Kurze Aufgabe:
Schreib aus den Daten unten die Zeilen genau ab, von der Zeile mit „Step 1: scan the image for red circle“ bis einschließlich der Zeile mit „[0,230,42,319]“.

Bereitgestellte Daten:
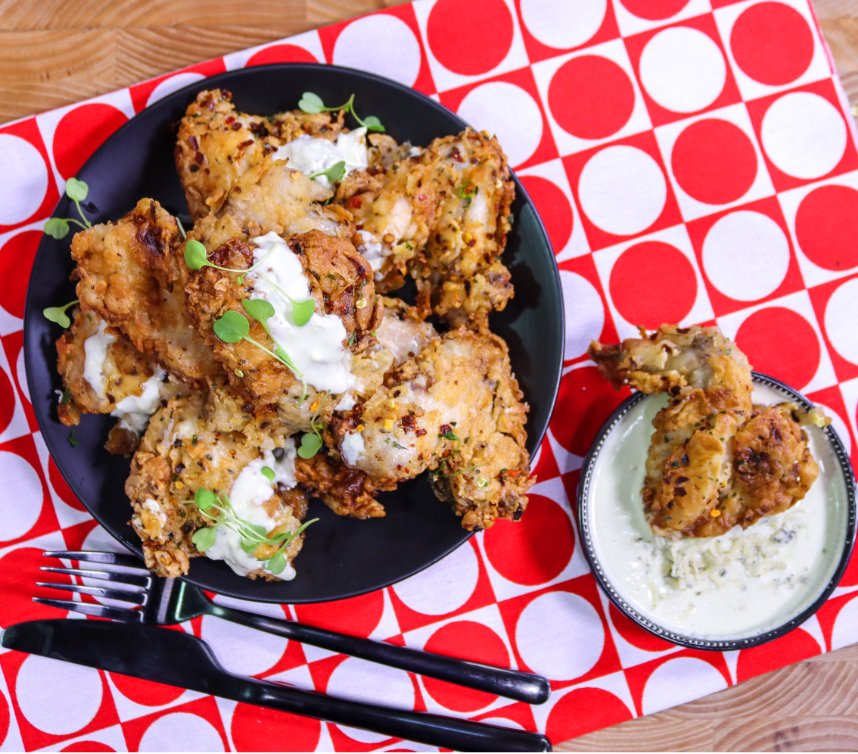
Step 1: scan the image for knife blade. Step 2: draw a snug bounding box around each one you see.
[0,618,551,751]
---
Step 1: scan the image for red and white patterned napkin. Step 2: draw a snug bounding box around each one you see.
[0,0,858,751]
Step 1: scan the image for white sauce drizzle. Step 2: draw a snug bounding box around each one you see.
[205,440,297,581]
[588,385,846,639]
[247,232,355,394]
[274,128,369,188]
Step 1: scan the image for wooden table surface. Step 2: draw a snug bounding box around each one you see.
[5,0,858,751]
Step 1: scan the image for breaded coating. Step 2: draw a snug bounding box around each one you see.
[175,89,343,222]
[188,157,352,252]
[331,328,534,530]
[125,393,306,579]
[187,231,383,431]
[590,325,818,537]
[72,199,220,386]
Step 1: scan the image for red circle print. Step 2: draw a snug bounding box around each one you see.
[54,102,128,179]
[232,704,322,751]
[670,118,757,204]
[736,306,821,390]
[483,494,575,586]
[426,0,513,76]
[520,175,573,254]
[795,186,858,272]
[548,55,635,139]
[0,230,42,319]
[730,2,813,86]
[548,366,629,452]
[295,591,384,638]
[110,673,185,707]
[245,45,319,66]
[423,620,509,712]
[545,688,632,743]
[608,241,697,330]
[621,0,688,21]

Vollständige Ausgabe:
Step 1: scan the image for red circle print. Step 2: draw a snug bounding box around each one you see.
[54,102,128,179]
[232,704,322,751]
[670,118,757,204]
[736,306,821,390]
[483,494,575,586]
[426,0,513,76]
[520,175,573,254]
[795,186,858,272]
[548,55,635,139]
[0,230,42,319]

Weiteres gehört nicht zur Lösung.